§ **Extrait du document**:
+ + + + +

16/05/2014 09:47

Un reportage d'"Envoyé Spécial" consacré à Grenoble attaqué en diffamation

Un reportage d'"Envoyé spécial" sur la Villeneuve de Grenoble a été au cœur d'un procès en correctionnelle jeudi, des habitants de ce quartier sensible s'estimant diffamés par un documentaire qualifié d'"accumulation de clichés".

Environ 200 habitants du quartier, ainsi que plusieurs conseillers municipaux, avaient pris place sur les bancs de la salle d'audience et dans le hall du tribunal de Grenoble pour dénoncer ce reportage intitulé "Villeneuve : le rêve brisé", diffusé le 26 septembre dernier sur France 2.

Un élu et des habitantes du quartier se sont succédé à la barre pour faire part de leurs griefs. "C'est un reportage qui a choisi un angle très stigmatisant, qui a choqué beaucoup de monde", a ainsi déclaré Jérôme Safar, ancien adjoint au maire (PS) de Grenoble.

Cité expérimentale des années 1970, la Villeneuve de Grenoble, théâtre d'émeutes en avril 2010, est dépeinte dans ce documentaire comme un quartier gangrené par la violence. On y voit notamment un jeune masqué tirer de nuit sur un panneau avec une arme à feu en plein cœur du parc central.

"C'est une accumulation de clichés (...) un reportage à charge qui manque complètement d'objectivité", a fustigé Me Thomas Fourrey, avocat de l'association d'habitants poursuivant France Télévisions.

Il a évoqué une "volonté délibérée de stigmatiser le quartier" et a rappelé que le Conseil supérieur de l'audiovisuel (CSA) avait reproché à France 2 un "manquement" à ses "obligations déontologiques" pour ce reportage "pas suffisamment équilibré".

- 'Abus de confiance' ? -

Une habitante, filmée dans le reportage, a dit avoir été "très surprise" par le montage final, qui "n'avait rien à voir avec ce qu'on avait dit".

"Ce reportage nous porte gravement préjudice", a abondé Pauline Damiano, présidente de l'association d'habitants, en évoquant les "jeunes à qui on refuse un entretien d'embauche".

"C'est une caricature tellement énorme qu'on s'est dit: +cette fois-ci, on va se défendre+", a expliqué Mme Damiano.

Les habitants ont rédigé une pétition, écrit au CSA et au médiateur de France Télévisions et demandé un droit de réponse. "On n'a pas été entendu, on a été traité par le mépris", a estimé Pauline Damiano. Cette démarche en justice, "c'est la dernière solution pour faire entendre notre indignation", a-t-elle ajouté.

+ + + + +

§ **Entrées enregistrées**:

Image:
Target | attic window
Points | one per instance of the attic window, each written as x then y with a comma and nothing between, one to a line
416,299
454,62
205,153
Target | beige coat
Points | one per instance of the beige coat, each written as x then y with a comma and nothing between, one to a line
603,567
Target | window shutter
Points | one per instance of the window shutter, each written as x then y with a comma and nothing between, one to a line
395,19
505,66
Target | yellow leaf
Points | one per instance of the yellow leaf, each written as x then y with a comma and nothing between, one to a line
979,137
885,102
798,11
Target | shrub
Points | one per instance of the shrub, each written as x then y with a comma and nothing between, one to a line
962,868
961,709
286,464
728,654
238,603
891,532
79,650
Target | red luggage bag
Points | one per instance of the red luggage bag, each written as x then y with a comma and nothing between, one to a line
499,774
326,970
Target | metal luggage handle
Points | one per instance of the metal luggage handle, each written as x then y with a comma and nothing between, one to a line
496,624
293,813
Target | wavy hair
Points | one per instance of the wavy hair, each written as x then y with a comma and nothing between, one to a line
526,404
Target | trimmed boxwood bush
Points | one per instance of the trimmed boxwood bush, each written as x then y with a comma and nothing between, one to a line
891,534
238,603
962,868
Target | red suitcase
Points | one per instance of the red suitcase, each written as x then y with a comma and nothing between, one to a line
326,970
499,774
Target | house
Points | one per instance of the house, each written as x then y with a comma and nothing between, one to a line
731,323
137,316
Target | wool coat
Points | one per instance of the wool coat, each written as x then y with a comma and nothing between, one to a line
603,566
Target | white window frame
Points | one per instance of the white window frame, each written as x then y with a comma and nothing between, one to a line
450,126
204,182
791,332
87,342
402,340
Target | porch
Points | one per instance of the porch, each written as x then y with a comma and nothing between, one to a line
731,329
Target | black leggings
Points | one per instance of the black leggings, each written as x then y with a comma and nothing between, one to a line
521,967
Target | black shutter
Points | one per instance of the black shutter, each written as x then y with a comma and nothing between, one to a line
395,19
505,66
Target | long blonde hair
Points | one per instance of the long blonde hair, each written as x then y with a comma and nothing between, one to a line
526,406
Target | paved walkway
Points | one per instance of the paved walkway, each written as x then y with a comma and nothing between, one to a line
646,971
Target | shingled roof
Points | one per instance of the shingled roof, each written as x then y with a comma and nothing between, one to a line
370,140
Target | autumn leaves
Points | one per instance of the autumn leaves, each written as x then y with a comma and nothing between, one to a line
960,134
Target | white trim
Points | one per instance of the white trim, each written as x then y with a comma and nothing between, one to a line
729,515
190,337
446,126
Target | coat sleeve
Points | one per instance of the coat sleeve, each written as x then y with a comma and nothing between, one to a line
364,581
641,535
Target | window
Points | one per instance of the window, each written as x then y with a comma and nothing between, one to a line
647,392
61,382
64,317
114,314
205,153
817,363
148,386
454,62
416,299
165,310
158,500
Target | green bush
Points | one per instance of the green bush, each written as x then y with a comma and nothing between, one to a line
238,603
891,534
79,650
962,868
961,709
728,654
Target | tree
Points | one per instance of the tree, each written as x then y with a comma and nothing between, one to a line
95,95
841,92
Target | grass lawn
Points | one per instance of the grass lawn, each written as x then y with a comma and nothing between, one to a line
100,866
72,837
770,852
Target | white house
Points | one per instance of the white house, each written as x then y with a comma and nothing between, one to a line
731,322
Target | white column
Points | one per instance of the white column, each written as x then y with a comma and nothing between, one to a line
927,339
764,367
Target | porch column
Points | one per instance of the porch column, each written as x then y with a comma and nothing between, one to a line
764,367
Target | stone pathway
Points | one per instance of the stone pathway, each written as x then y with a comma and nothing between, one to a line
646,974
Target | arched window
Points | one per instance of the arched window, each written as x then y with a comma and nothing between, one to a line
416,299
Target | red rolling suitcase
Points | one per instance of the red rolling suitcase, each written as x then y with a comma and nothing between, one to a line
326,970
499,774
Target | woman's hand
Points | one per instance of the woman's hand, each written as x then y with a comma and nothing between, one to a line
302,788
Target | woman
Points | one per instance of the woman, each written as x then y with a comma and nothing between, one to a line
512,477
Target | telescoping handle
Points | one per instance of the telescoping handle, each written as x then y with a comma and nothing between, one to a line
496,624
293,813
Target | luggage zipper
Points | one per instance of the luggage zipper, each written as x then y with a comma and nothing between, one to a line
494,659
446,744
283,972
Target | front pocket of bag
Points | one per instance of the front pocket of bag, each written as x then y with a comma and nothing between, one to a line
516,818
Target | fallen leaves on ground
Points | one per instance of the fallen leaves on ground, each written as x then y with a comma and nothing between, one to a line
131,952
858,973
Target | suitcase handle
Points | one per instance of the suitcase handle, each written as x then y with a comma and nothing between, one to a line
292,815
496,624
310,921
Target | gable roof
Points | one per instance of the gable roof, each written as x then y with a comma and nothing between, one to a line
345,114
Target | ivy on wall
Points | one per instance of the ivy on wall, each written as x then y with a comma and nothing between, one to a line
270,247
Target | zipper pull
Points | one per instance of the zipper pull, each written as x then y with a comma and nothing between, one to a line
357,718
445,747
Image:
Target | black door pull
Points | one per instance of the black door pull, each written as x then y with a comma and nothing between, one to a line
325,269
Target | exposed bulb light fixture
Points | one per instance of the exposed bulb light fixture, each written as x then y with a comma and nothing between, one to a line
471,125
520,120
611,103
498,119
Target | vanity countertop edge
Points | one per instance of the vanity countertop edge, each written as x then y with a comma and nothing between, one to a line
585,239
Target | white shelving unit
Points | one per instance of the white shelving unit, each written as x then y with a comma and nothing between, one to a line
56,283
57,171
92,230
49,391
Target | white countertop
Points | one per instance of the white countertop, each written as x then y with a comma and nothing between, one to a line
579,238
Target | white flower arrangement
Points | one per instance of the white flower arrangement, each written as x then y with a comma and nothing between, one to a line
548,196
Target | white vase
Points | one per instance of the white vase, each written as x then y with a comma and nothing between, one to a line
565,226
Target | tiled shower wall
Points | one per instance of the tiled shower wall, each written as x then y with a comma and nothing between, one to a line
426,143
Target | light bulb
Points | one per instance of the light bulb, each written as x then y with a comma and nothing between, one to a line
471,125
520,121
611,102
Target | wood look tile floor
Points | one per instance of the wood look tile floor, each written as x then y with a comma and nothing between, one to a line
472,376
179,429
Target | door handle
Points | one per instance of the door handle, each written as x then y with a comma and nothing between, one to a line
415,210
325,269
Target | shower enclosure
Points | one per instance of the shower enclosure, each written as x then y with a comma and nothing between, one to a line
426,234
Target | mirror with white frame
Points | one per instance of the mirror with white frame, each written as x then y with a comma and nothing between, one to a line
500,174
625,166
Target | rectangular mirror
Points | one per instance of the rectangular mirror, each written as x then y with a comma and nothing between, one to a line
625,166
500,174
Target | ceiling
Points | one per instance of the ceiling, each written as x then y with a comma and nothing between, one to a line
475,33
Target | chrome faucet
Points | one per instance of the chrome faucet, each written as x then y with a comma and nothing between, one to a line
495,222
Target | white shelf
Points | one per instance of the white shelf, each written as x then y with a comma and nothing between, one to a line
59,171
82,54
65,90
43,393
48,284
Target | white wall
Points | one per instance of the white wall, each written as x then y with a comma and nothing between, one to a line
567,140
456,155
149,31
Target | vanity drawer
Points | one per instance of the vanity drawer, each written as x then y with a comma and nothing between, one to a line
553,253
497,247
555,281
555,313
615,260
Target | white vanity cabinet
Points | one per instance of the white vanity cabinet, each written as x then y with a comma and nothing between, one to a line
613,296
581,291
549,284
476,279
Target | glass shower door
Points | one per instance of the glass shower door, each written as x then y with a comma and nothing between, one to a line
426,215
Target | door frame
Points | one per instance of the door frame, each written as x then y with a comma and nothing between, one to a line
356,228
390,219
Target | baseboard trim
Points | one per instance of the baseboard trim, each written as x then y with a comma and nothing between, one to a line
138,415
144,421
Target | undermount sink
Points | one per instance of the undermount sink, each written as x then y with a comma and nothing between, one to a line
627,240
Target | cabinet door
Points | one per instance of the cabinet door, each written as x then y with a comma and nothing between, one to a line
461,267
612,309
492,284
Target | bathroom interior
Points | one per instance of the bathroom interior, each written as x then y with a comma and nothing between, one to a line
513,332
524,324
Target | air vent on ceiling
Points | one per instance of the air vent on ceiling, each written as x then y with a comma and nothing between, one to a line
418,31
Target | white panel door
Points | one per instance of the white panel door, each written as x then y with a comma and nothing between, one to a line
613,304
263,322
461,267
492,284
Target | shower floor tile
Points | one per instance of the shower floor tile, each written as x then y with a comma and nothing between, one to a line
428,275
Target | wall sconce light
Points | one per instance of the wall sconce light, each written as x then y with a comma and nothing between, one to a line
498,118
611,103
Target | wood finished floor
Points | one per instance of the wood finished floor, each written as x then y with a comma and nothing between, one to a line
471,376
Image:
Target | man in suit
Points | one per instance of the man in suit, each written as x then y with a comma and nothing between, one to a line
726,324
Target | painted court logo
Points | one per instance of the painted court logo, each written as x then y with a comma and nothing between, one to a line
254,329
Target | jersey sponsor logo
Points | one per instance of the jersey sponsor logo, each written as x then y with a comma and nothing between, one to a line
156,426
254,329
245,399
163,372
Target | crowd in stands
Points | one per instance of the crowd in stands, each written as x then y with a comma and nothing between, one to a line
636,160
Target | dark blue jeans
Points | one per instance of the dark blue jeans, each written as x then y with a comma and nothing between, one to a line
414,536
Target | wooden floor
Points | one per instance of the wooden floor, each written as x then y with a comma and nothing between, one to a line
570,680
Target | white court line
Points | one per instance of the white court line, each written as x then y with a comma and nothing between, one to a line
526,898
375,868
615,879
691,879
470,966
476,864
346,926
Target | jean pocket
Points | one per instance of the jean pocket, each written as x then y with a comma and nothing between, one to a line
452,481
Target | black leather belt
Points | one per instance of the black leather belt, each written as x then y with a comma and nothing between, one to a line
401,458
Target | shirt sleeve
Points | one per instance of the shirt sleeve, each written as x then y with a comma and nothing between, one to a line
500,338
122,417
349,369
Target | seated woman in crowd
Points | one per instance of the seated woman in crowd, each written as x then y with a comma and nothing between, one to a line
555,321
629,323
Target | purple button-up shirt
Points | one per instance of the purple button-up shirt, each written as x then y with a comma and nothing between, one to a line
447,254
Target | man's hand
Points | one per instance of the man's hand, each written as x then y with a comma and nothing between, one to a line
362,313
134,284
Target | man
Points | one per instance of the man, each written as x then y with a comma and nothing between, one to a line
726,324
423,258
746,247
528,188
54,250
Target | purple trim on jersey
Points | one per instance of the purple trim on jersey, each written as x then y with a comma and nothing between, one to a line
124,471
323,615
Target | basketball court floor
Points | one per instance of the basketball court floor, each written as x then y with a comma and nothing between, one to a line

+ + + + +

§ **Consigne A**:
D'après l'article, sur quelle chaîne et à quelle date le reportage « Villeneuve : le rêve brisé » a-t-il été diffusé ?
§ **Consigne B**:
Reproduisez l'article de « Environ 200 habitants » à « sur France 2. ».
§ **Consigne C**:
Résumez l'article en deux phrases.
Les lignes n'ont aucun rapport avec l'article.

§ **Réponse rédigée A**:
Sur France 2, le 26 septembre.

§ **Réponse rédigée B**:
Environ 200 habitants du quartier, ainsi que plusieurs conseillers municipaux, avaient pris place sur les bancs de la salle d'audience et dans le hall du tribunal de Grenoble pour dénoncer ce reportage intitulé "Villeneuve : le rêve brisé", diffusé le 26 septembre dernier sur France 2.

§ **Réponse rédigée C**:
Une association d'habitants de la Villeneuve de Grenoble poursuit France Télévisions en diffamation devant le tribunal correctionnel pour un reportage d'« Envoyé spécial » diffusé sur France 2, qui dépeint le quartier comme gangrené par la violence. Son avocat dénonce une accumulation de clichés et rappelle que le CSA a reproché à France 2 un manquement à ses obligations déontologiques, tandis que la présidente de l'association présente cette démarche comme la dernière solution pour faire entendre l'indignation des habitants.